# Saved entries
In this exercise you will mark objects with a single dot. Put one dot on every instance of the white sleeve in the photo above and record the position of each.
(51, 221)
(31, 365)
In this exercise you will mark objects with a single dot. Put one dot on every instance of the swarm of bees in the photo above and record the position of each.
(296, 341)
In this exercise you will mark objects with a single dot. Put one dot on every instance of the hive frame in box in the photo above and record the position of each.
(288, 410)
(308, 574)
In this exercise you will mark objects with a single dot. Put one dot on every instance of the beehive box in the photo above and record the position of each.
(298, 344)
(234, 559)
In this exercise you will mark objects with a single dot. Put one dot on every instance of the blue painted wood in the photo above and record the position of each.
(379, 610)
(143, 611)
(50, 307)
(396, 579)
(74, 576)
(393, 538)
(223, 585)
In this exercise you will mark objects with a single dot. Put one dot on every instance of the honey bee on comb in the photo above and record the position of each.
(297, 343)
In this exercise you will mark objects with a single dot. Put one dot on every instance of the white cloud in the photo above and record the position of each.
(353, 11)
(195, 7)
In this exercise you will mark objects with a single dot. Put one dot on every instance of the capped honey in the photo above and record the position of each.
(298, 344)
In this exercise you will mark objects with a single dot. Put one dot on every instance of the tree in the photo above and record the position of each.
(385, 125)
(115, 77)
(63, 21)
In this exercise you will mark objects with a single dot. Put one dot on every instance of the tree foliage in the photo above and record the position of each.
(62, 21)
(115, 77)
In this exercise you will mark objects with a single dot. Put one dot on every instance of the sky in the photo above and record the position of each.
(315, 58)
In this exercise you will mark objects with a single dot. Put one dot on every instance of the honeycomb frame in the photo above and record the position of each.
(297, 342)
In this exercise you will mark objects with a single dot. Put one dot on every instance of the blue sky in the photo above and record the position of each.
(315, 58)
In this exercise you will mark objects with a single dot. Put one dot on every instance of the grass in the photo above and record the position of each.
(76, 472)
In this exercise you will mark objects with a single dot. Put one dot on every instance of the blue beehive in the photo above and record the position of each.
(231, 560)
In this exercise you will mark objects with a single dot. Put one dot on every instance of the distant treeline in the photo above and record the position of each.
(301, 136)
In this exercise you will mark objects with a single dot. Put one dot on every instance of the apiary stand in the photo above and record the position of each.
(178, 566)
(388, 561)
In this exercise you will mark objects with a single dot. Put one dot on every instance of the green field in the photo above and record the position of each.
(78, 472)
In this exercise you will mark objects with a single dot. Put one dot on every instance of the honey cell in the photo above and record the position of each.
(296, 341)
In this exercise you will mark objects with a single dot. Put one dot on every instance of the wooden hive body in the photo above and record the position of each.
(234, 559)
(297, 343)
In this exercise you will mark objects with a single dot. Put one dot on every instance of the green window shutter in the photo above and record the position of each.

# What needs to be done
Could you transcribe each entry exactly as it stands?

# Answer for this exercise
In this exercise you will mark objects with a single dot. Put one dot on every instance of the white sleeve in the photo above and record the position of each.
(51, 221)
(31, 365)
In this exercise you will mark objects with a single dot. Put one dot on every instance of the swarm of bees in the photo above and record the position of each.
(296, 341)
In this exercise you will mark objects with a single dot. Put one dot on every instance of the hive frame in box in the photo above and record the position of each.
(288, 410)
(308, 574)
In this exercise you will mark objects with a single dot. Put one dot on every instance of the beehive box in the photo above and record the position of each.
(298, 344)
(234, 559)
In this exercise you will mark objects with a single dot. Put one dot on every instance of the blue painted wood in the photo above and record the position of each.
(379, 610)
(143, 611)
(50, 307)
(396, 579)
(74, 576)
(393, 538)
(223, 585)
In this exercise you will mark objects with a single dot. Put one dot on every instance of the honey bee on comb in the photo above and record the position of each.
(297, 343)
In this exercise you will mark objects with a single dot. Put one dot on every instance of the white cloud in the photo above and record the position of each.
(353, 11)
(195, 7)
In this exercise you will mark objects with a single dot. Put one dot on every instance of the capped honey in the photo above and record the position of each.
(298, 344)
In this exercise you will mark objects with a single dot. Put one dot on every instance of the tree in the photo above and record the position of each.
(385, 125)
(115, 77)
(63, 21)
In this exercise you will mark objects with a single dot. Put one dot on every instance of the tree foliage in the photo above and record the position of each.
(62, 21)
(115, 77)
In this exercise you will mark objects with a single dot. Put one dot on every instance of the sky in the photo above and record the position of each.
(315, 58)
In this exercise you will mark objects with a single dot. Put one dot on every instance of the honeycomb frame in the photo above and record the position of each.
(297, 342)
In this exercise you will mark objects with a single dot. Put one dot on every instance of the blue sky in the photo above and record the position of each.
(315, 58)
In this exercise you will mark objects with a single dot. Put one dot on every instance of the grass in the photo above and record the position of each.
(76, 472)
In this exercise you will mark objects with a single dot. Put one dot on every instance of the blue beehive in the photo above and record the position of each.
(231, 560)
In this exercise you will mark objects with a single dot. Put one dot on every instance of the distant treeline in the photo above and record the position of each.
(301, 136)
In this exercise you will mark objects with a single dot. Put one dot on every instance of the apiary stand in the photo above and record the position of each.
(178, 566)
(388, 561)
In this exercise you will mark objects with a single dot. Put one dot on every instance of the green field in the photo above and record the position of each.
(78, 472)
In this exercise you will mark objects with a single dot. Put one dot on every instance of the honey cell in the photo above and record the position of each.
(296, 341)
In this exercise you will mark objects with a single dot. Put one dot on every instance of the wooden hive body in the photo above and record the position of each.
(234, 559)
(297, 343)
In this exercise you will mark objects with a single dot. Put one dot on every instance of the green window shutter in the photo above and record the position of each.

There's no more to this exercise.